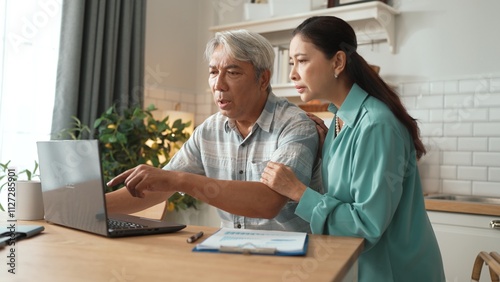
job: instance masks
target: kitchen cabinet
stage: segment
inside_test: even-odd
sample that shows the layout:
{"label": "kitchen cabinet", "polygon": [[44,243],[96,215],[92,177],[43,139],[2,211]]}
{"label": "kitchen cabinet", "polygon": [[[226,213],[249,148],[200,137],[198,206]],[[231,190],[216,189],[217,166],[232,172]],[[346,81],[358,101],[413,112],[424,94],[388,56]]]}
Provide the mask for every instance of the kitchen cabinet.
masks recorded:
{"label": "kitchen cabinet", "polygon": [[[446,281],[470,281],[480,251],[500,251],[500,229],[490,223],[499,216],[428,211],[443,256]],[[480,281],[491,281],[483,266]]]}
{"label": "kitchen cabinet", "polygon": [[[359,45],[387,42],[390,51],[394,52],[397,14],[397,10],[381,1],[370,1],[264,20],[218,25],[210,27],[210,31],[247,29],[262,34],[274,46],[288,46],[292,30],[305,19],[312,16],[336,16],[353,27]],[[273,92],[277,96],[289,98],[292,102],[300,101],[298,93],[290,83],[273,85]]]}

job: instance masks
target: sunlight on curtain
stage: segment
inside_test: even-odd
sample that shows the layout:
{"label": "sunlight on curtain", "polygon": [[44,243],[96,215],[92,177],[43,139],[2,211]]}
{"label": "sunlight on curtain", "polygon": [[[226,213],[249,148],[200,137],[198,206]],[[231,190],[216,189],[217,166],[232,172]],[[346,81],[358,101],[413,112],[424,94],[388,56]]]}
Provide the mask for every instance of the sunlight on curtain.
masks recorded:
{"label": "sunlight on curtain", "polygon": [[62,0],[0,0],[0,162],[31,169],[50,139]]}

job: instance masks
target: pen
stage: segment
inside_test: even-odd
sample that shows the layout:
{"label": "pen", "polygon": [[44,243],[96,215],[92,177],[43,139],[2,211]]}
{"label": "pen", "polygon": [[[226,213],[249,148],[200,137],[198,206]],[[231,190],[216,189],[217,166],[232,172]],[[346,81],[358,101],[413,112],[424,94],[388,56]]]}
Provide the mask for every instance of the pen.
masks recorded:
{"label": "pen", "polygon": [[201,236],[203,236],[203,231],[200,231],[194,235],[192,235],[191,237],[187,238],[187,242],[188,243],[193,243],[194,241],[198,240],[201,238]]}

...

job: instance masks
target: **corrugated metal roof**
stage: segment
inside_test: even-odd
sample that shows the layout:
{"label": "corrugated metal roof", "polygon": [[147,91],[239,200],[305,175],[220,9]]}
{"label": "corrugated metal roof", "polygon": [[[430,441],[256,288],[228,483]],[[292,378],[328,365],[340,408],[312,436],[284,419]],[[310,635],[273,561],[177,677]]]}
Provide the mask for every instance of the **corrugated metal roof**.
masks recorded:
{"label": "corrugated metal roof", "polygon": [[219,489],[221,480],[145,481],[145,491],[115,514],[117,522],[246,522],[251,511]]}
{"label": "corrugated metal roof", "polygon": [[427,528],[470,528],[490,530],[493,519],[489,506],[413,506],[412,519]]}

_DIRECTIONS FOR THIS TASK_: The result should be every line of the material that contains the word "Provide", so copy those lines.

_RESPONSE TO THIS TASK_:
Provide the mask for every instance of the kitchen cabinet.
Provide the mask for every instance of the sunlight on curtain.
Provide the mask for every instance of the pen.
Provide the mask for every instance of the **corrugated metal roof**.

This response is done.